- **TEXT UNDER STUDY**
—————
Blog
July 1, 2022
Sophia Limpert

The USMCA: Two-year anniversary update

July 1, 2022
Sophia Limpert

Each signatory country refers to the agreement differently by listing itself first, but the agreements are exactly the same.

  • In the United States (U.S.): USMCA (U.S.-Mexico-Canada Agreement)
  • In Canada: CUSMA (Canada-U.S.-Mexico Agreement)
  • In Mexico: T-MEC (Tratado entre México, Estados Unidos y Canadá)

For the purposes of this blog it will be referred to as the USMCA.

The USMCA went into effect on July 1, 2020, two years ago today. The USMCA replaced NAFTA (North American Free Trade Agreement), and like NAFTA, promoted easier trade and economic growth by implementing duty-free trade between the three signatory countries. However, the USMCA introduced new rules when replacing NAFTA and implemented enforcement procedures. NAFTA was enacted in 1994, and by 2020, adjustments were needed.

Keep reading to learn the following:

  • How do the three countries benefit from the USMCA?
—————
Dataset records
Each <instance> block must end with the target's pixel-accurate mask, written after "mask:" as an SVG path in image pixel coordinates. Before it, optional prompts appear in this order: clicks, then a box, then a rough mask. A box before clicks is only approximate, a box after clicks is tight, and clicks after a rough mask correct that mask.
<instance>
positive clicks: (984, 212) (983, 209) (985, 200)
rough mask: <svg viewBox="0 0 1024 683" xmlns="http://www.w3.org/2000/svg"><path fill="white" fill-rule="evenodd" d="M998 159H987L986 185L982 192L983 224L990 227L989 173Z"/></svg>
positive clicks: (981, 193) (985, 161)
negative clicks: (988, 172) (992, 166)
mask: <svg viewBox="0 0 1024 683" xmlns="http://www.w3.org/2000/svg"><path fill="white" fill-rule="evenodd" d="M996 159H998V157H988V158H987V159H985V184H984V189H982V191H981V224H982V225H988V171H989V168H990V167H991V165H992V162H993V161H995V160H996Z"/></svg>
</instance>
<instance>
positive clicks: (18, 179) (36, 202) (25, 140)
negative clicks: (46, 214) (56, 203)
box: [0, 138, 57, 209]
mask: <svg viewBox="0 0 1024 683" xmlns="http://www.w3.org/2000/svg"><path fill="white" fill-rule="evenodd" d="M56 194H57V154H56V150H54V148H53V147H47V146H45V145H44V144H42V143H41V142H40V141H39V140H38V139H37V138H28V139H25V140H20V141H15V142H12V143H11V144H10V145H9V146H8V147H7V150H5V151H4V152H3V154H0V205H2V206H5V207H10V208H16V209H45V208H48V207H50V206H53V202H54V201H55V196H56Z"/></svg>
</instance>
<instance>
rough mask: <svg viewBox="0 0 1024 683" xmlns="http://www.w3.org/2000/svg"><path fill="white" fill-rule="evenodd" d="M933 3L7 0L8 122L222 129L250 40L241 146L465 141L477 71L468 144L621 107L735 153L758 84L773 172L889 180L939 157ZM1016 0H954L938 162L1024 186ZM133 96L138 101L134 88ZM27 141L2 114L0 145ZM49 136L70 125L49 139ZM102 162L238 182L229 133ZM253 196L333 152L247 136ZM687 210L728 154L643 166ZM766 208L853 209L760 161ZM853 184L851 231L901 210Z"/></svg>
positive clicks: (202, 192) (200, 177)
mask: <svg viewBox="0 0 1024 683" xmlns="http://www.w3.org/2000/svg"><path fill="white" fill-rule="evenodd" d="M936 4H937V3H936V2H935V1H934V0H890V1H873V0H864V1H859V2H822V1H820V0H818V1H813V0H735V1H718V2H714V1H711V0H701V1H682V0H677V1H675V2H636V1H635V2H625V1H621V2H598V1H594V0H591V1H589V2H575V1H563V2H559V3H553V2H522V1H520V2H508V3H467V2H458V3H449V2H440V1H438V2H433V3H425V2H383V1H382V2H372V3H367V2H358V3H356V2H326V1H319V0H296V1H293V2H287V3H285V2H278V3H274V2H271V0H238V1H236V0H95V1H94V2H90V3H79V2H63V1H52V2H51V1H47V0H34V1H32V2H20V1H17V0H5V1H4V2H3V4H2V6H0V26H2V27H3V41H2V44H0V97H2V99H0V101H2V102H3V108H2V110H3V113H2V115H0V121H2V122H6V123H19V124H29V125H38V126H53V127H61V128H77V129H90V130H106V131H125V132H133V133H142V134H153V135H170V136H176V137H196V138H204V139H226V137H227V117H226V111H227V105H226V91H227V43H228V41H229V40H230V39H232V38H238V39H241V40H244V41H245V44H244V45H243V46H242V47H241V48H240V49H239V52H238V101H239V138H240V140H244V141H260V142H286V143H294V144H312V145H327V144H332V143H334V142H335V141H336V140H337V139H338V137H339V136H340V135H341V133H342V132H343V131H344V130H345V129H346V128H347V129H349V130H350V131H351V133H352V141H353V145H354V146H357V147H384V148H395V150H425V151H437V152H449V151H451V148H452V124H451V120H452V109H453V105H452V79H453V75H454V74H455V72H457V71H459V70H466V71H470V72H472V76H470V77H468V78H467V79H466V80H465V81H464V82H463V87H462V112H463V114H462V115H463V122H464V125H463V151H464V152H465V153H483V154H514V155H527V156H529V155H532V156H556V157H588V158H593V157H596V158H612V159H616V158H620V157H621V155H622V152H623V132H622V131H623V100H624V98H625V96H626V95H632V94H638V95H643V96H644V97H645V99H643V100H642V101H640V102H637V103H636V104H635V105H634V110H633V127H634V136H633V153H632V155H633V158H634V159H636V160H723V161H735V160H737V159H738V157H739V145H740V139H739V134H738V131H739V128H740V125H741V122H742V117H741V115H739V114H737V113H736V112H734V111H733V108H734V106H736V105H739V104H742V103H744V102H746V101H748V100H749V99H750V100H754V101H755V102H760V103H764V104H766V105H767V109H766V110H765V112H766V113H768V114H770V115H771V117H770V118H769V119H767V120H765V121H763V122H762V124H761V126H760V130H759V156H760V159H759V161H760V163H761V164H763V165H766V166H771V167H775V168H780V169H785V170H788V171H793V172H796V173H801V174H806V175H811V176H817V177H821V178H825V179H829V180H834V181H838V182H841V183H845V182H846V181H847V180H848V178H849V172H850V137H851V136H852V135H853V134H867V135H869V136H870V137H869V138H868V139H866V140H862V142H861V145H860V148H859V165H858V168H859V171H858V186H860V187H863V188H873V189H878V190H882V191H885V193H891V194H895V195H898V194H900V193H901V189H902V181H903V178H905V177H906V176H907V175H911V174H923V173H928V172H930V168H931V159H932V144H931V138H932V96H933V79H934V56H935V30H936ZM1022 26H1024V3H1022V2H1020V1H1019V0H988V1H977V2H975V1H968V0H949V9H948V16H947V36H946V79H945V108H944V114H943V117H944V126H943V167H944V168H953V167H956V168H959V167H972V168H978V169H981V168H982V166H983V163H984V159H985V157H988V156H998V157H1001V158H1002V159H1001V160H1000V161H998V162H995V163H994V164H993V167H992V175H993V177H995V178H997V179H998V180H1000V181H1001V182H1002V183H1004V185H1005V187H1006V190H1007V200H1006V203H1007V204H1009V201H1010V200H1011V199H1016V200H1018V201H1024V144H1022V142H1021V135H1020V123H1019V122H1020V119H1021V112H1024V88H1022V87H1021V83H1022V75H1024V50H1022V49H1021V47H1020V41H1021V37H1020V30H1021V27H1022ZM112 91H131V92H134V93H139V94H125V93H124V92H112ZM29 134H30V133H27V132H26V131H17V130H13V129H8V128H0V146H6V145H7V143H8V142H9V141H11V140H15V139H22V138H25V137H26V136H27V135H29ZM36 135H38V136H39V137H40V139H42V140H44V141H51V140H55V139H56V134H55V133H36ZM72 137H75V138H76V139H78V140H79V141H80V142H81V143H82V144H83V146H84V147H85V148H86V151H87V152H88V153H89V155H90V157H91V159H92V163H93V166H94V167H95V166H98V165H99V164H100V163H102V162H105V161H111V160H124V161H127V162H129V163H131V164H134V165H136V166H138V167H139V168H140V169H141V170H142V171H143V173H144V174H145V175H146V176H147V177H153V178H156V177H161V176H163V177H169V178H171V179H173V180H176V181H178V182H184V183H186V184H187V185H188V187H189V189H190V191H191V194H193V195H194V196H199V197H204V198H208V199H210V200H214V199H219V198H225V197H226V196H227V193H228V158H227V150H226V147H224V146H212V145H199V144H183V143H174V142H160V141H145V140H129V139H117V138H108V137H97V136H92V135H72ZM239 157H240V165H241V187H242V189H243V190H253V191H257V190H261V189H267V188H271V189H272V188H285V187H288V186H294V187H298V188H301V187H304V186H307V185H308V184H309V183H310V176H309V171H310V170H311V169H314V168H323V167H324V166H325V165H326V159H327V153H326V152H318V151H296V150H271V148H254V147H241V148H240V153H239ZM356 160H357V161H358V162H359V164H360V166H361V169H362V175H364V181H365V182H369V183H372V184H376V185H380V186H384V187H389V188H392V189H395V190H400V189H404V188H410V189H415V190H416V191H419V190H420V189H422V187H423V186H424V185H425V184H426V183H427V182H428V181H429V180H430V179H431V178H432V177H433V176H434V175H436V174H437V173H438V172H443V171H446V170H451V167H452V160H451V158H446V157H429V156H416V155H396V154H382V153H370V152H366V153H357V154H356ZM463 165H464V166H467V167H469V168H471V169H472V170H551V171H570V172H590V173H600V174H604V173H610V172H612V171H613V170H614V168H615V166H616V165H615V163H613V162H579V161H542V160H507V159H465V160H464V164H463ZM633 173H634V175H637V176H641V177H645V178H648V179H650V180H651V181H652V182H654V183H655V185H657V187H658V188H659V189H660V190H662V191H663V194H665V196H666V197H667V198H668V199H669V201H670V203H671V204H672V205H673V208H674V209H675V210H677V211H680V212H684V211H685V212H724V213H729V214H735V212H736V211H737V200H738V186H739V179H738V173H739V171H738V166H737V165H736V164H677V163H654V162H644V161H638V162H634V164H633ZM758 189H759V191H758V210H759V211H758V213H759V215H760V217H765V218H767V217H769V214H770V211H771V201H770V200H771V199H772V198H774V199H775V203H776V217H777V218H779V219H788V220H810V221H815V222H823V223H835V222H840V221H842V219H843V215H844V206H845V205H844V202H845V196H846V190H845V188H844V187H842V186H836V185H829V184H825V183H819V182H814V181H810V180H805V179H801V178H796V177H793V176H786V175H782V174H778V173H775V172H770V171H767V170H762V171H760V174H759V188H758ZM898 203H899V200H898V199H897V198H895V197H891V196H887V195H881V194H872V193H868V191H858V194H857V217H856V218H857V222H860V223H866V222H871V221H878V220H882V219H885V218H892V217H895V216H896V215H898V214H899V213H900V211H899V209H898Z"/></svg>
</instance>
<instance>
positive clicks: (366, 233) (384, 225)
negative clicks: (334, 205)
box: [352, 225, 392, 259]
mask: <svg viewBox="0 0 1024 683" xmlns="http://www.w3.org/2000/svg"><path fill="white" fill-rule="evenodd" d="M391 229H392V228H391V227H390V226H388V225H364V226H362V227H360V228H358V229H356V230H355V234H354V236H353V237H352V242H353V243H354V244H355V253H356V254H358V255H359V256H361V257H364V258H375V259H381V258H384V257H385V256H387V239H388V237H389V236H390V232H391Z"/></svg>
—————
- **EXERCISE SET**
[1] Reproduce the USMCA blog post in full, word for word.
[2] Return each line of the listing that contains the string "positive".
The listing bears no relation to the USMCA blog post.

- **EXERCISE SOLUTIONS**
[1]
Blog
July 1, 2022
Sophia Limpert

The USMCA: Two-year anniversary update

July 1, 2022
Sophia Limpert

Each signatory country refers to the agreement differently by listing itself first, but the agreements are exactly the same.

  • In the United States (U.S.): USMCA (U.S.-Mexico-Canada Agreement)
  • In Canada: CUSMA (Canada-U.S.-Mexico Agreement)
  • In Mexico: T-MEC (Tratado entre México, Estados Unidos y Canadá)

For the purposes of this blog it will be referred to as the USMCA.

The USMCA went into effect on July 1, 2020, two years ago today. The USMCA replaced NAFTA (North American Free Trade Agreement), and like NAFTA, promoted easier trade and economic growth by implementing duty-free trade between the three signatory countries. However, the USMCA introduced new rules when replacing NAFTA and implemented enforcement procedures. NAFTA was enacted in 1994, and by 2020, adjustments were needed.

Keep reading to learn the following:

  • How do the three countries benefit from the USMCA?

[2]
positive clicks: (984, 212) (983, 209) (985, 200)
positive clicks: (981, 193) (985, 161)
positive clicks: (18, 179) (36, 202) (25, 140)
positive clicks: (202, 192) (200, 177)
positive clicks: (366, 233) (384, 225)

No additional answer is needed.